___ RECORDS FOR PROCESSING
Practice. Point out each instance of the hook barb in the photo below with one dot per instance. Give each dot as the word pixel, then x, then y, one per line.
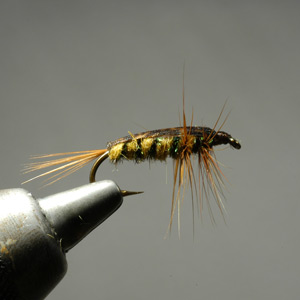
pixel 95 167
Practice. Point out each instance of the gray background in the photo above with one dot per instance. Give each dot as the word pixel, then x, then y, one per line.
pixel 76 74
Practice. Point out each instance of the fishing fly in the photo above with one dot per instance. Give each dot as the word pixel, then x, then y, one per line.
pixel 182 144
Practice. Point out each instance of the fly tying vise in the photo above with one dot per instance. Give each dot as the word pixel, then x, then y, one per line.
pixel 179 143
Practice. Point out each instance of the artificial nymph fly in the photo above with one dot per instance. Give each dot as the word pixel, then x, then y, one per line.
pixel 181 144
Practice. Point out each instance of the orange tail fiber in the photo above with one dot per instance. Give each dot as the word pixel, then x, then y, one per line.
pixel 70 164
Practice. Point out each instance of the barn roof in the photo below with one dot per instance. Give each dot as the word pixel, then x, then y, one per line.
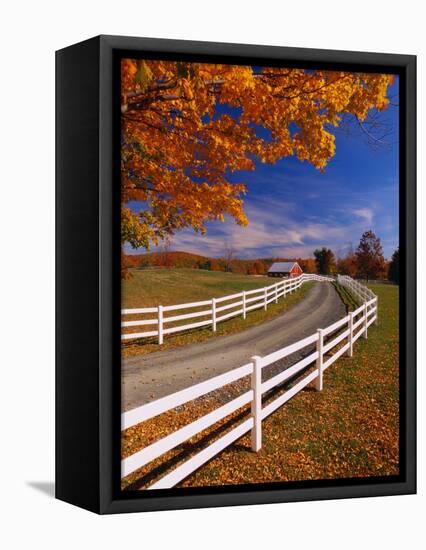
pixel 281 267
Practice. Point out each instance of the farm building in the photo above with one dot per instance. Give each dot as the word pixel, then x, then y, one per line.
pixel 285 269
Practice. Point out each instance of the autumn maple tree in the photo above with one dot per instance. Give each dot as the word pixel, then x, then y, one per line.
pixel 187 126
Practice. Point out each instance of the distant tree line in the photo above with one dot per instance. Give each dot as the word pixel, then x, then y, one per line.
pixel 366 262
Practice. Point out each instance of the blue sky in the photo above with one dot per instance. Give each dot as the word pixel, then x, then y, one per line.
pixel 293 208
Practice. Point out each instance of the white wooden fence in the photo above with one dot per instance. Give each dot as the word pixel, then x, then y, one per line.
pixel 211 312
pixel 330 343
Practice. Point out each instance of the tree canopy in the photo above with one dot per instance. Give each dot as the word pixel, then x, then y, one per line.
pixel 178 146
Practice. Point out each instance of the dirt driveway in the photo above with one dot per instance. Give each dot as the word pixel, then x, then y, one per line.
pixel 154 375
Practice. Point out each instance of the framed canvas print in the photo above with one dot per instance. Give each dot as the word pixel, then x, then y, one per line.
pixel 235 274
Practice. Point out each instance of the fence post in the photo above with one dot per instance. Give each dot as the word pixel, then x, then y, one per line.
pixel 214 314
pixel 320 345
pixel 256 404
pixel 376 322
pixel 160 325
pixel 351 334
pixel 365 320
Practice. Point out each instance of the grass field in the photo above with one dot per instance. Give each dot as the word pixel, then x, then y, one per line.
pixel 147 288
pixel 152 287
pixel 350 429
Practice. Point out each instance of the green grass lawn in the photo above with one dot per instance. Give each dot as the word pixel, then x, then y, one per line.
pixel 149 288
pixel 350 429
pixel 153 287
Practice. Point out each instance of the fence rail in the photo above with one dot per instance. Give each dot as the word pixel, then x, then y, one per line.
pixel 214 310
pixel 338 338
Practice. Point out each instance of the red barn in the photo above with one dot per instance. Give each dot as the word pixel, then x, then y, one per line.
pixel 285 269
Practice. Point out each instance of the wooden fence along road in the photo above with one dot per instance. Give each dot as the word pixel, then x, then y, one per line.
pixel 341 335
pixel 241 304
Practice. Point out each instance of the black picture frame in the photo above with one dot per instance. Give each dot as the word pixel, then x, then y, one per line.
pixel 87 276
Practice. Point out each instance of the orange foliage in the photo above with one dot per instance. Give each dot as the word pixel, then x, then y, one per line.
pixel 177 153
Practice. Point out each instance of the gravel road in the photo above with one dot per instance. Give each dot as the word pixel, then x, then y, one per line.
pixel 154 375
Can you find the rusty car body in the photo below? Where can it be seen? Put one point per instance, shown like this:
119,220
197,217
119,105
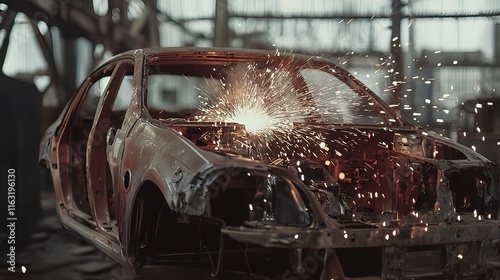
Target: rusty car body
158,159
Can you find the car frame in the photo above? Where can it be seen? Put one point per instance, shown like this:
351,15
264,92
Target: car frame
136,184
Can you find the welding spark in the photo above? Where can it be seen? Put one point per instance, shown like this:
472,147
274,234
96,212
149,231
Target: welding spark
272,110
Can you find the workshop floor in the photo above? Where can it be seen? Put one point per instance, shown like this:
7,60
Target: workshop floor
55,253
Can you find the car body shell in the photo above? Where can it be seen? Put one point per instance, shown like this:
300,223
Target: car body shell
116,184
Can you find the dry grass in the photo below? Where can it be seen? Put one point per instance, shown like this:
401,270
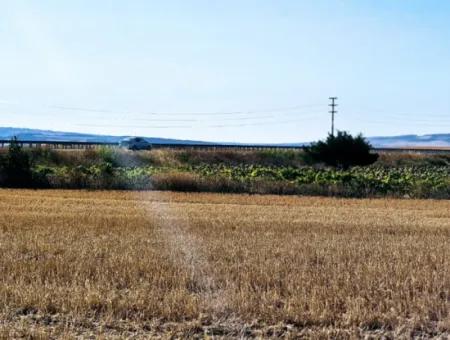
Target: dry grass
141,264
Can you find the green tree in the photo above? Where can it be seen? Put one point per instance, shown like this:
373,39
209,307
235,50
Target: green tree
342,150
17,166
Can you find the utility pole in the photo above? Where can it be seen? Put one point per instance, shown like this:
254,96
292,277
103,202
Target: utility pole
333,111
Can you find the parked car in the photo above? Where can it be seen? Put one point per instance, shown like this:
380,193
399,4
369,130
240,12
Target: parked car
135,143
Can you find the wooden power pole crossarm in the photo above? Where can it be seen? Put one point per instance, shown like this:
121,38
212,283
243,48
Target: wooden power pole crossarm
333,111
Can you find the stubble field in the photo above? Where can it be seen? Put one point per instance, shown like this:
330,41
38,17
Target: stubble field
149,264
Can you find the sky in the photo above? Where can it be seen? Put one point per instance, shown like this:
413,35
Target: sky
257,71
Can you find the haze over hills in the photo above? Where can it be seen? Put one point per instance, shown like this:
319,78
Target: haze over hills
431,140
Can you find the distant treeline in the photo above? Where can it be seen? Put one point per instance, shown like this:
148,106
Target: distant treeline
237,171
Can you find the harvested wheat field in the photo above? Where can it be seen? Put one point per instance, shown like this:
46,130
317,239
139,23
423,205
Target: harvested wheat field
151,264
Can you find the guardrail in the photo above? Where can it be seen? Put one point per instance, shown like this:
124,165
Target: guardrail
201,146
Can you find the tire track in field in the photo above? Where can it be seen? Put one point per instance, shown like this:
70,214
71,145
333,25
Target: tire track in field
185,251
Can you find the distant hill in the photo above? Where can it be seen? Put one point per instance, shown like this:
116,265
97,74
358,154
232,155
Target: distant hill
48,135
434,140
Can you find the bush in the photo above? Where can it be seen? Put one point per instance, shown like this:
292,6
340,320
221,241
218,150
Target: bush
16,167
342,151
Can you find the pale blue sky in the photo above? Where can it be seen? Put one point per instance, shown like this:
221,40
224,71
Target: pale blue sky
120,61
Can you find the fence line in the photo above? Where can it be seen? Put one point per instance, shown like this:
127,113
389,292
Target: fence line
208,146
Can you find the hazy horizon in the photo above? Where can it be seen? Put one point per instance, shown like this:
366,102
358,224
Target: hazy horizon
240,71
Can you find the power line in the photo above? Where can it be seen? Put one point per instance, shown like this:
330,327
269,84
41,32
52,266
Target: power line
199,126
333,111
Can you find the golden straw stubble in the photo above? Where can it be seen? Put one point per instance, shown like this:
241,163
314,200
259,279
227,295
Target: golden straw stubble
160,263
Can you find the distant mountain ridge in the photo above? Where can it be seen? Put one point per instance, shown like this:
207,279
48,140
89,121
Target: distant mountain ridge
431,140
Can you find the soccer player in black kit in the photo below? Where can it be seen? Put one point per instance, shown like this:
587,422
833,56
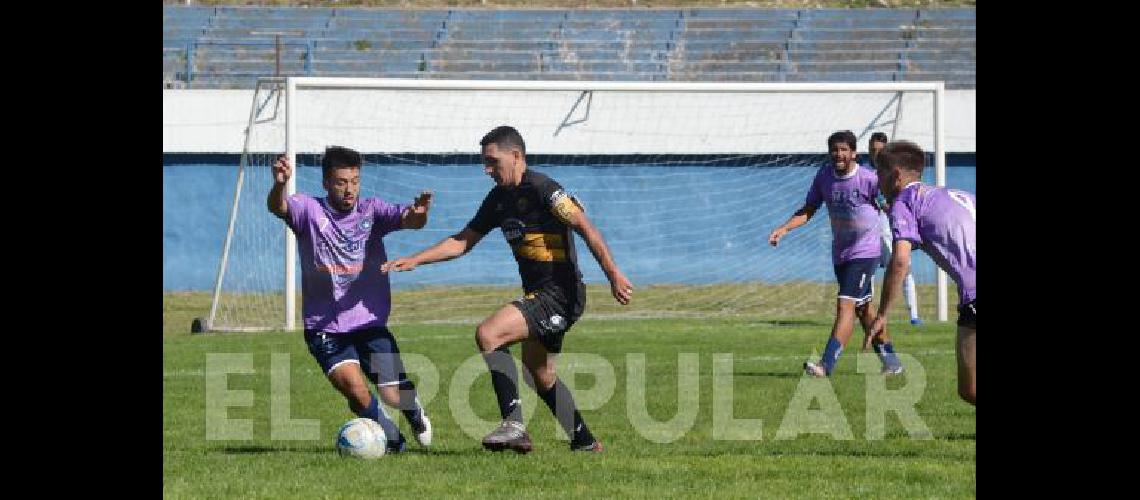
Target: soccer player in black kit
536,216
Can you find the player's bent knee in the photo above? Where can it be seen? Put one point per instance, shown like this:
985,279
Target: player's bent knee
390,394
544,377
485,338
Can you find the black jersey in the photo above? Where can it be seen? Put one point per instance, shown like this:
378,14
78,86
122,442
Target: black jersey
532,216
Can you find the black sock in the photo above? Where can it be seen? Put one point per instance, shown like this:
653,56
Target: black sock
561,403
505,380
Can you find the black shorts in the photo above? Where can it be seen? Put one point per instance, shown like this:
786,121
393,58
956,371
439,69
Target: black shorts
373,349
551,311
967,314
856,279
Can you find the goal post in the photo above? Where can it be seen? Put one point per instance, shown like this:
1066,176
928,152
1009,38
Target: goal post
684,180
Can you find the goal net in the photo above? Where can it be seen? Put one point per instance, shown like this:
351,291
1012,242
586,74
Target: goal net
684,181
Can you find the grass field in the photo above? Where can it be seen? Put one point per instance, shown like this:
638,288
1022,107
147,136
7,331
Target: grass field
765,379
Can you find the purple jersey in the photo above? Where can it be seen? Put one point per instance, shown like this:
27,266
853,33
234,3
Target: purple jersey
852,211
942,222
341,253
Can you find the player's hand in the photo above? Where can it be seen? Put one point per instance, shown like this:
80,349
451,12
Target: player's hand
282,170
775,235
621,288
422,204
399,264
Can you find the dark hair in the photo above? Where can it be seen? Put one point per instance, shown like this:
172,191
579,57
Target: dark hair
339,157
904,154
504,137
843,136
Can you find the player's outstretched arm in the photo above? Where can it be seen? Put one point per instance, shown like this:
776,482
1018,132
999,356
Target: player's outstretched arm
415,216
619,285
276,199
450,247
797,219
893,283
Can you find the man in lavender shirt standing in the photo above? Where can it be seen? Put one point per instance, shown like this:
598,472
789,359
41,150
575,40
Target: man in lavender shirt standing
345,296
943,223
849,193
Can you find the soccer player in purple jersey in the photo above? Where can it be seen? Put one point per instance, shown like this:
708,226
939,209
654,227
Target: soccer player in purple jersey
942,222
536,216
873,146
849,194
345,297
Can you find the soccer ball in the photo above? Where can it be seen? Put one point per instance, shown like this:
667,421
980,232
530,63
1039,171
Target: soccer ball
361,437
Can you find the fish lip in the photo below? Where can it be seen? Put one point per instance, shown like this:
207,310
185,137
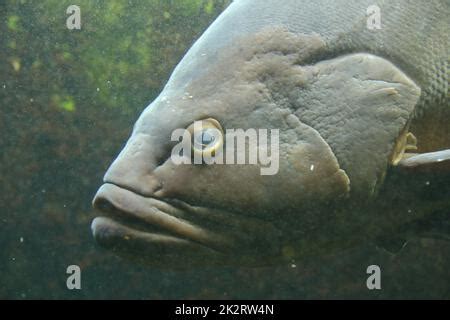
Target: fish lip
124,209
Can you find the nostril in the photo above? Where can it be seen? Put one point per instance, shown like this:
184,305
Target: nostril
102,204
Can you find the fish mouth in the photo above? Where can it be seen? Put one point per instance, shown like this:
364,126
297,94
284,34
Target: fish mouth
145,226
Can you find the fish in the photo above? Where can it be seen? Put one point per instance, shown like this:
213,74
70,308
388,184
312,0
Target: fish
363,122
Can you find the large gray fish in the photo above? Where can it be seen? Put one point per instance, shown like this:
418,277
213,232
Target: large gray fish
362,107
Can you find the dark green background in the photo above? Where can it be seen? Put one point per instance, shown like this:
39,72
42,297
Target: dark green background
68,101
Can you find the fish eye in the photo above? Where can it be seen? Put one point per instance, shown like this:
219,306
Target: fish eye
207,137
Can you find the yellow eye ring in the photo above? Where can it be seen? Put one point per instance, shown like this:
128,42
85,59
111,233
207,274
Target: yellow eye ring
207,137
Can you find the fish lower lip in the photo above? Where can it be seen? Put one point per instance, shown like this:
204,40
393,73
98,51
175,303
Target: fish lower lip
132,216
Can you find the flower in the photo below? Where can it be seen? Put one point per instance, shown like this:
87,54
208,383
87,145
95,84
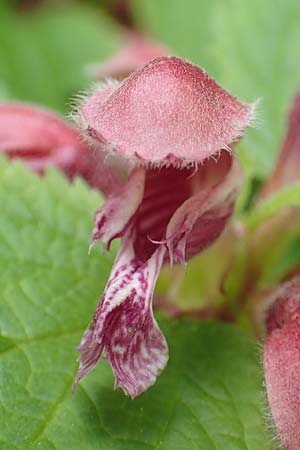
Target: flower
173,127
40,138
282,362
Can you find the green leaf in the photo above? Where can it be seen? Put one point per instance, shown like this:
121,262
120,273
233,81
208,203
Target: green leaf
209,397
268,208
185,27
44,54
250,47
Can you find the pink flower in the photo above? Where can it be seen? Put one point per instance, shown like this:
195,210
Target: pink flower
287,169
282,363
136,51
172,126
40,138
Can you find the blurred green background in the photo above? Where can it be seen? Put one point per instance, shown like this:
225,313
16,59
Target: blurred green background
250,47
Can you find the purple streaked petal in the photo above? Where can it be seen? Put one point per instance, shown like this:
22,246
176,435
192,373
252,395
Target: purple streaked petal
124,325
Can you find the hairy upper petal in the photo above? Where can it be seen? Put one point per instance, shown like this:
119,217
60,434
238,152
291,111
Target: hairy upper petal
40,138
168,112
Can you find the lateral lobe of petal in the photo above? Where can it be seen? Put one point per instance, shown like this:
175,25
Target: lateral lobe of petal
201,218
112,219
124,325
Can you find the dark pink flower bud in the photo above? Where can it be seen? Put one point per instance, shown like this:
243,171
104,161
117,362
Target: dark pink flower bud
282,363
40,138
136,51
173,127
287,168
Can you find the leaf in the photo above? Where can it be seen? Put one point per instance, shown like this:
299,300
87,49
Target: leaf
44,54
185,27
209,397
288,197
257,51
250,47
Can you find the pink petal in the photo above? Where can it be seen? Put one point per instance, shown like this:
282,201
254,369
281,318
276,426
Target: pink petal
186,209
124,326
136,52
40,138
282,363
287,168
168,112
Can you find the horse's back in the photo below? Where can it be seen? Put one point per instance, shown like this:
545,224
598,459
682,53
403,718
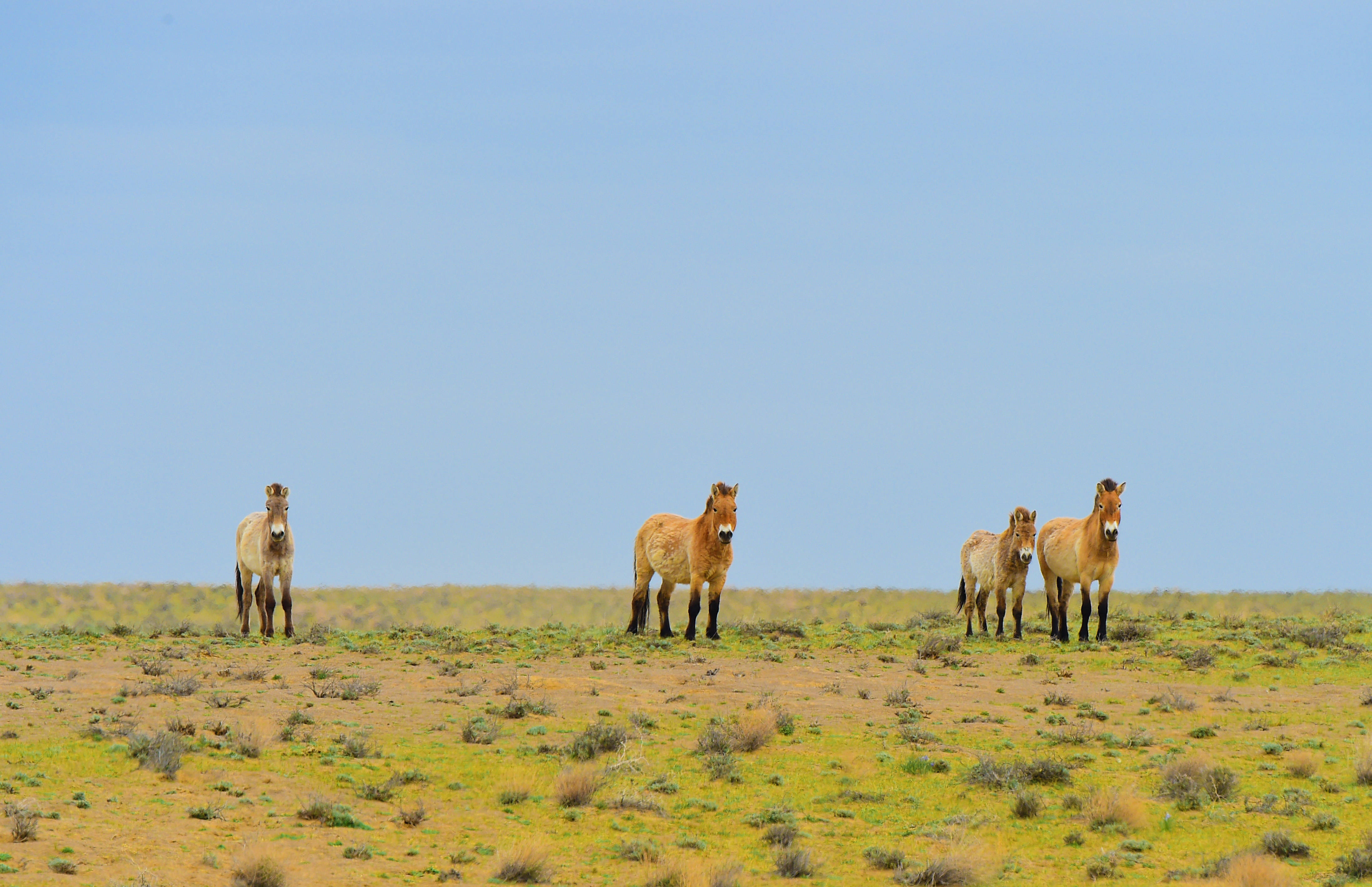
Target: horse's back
______
WHAT THIS TASK INVOLVES ::
Find the word "horse" in the entries, then copy out every line that has it.

TASK RESULT ::
Can you find the horse's back in the photo below? Where can it be seen? Put one point per instance, shown like this:
Target: horse's back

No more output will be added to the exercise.